* **WORK TO DO**
Both the line containing "the station platform." and the last line of the listing are included: write out exactly the lines from one to the other.

* **Point placement records**
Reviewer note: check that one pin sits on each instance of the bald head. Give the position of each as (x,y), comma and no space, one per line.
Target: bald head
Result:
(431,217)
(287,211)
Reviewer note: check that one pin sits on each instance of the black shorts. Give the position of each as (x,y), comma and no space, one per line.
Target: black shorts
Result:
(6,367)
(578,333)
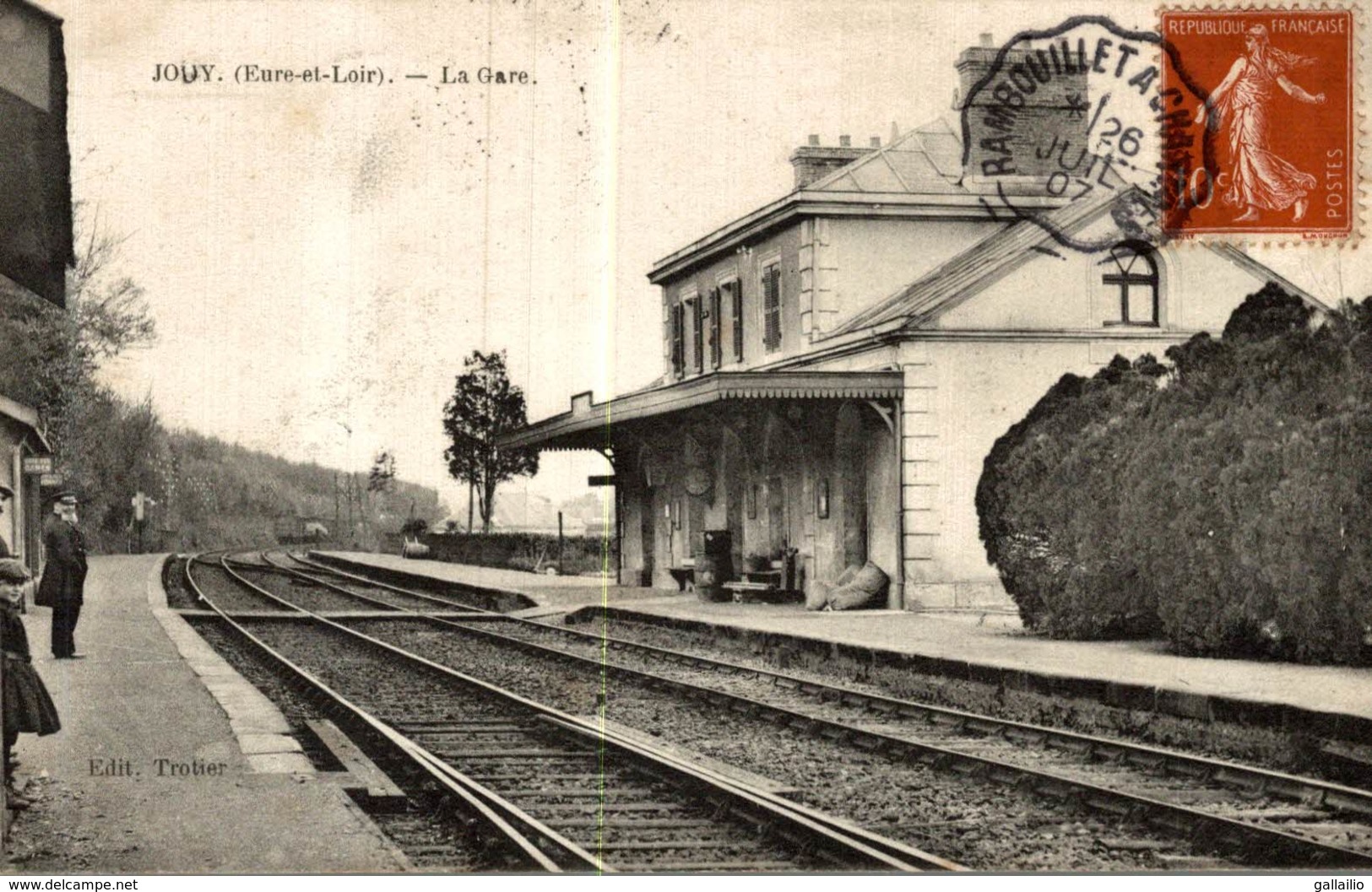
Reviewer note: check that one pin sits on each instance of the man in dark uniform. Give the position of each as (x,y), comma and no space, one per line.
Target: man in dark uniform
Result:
(63,574)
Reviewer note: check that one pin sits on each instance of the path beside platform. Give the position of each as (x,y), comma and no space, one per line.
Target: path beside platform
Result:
(570,592)
(998,641)
(107,804)
(991,646)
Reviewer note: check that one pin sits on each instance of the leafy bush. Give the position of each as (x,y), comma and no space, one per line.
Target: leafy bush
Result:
(1229,508)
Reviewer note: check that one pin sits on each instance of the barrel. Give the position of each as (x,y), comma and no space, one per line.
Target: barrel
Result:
(715,565)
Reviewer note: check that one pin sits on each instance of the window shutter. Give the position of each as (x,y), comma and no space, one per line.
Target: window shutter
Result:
(772,306)
(676,341)
(717,349)
(737,291)
(697,341)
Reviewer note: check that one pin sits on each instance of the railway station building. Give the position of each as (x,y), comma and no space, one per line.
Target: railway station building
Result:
(838,363)
(35,236)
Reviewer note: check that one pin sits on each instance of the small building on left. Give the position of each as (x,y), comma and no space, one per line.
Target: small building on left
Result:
(36,242)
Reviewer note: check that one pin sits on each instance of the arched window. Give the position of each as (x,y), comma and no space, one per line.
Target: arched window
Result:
(1132,272)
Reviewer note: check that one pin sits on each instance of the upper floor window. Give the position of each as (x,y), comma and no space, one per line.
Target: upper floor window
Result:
(735,306)
(1134,272)
(697,339)
(717,348)
(678,326)
(772,306)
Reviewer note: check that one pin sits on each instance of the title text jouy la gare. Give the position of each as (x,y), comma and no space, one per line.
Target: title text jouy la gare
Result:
(206,73)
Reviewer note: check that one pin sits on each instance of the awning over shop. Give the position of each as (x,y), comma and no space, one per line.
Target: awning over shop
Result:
(592,424)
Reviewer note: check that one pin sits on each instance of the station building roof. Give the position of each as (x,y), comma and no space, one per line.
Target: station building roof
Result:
(590,424)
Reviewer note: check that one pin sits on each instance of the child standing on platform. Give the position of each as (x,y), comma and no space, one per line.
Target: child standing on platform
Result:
(26,705)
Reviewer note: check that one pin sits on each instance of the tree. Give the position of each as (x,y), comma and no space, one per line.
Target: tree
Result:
(483,407)
(382,478)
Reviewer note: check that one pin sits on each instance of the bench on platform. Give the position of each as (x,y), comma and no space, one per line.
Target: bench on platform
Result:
(684,576)
(761,593)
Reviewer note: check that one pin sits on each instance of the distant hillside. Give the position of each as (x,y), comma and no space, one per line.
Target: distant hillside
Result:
(516,511)
(212,495)
(217,493)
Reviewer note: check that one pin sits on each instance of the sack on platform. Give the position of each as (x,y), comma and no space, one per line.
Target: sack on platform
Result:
(866,589)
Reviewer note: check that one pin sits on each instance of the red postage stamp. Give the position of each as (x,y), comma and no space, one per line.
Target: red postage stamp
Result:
(1261,128)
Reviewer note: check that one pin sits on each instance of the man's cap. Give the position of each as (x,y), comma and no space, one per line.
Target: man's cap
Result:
(13,571)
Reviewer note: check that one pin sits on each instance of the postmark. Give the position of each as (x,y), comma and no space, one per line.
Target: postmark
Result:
(1269,146)
(1066,128)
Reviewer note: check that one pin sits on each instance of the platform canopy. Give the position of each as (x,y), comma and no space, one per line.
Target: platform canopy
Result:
(590,424)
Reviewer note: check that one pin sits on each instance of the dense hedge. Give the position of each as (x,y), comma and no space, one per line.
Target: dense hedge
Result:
(1222,500)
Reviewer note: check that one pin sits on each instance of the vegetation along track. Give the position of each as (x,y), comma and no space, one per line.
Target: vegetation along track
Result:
(1264,817)
(593,799)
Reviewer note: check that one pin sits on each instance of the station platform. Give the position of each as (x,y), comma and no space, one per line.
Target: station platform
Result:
(550,593)
(149,774)
(985,646)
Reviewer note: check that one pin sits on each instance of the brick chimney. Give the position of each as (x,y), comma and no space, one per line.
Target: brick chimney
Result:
(816,162)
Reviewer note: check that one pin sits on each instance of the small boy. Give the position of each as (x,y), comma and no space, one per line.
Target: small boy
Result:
(28,708)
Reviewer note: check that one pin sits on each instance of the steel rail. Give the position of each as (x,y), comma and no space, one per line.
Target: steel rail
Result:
(803,828)
(1233,832)
(491,808)
(1170,817)
(1247,778)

* **WRITTEN ANSWER**
Reviewer note: check that one pin sits on each instance of the station platform. Give the position of each as (x,y), comma and no space, one per line.
Target: station platform
Result:
(550,593)
(149,774)
(985,646)
Reviewer note: check that one pin sits on each instance of the brick chimney. Give the position of each as (x,y), comma and no space, one per line.
Target: brick chimney
Result:
(816,162)
Reviewer note: check that one pin sits on each instance of the small boy. Give the position of each as (x,y), comma and no space, one per line.
Target: small boy
Result:
(28,708)
Reviewer note: check that one pin sits on each instance of the steel rail. Give the position of each as (x,y), comma and no space, one per line.
Target: steel rail
Result:
(803,828)
(1233,832)
(491,808)
(1170,817)
(1247,778)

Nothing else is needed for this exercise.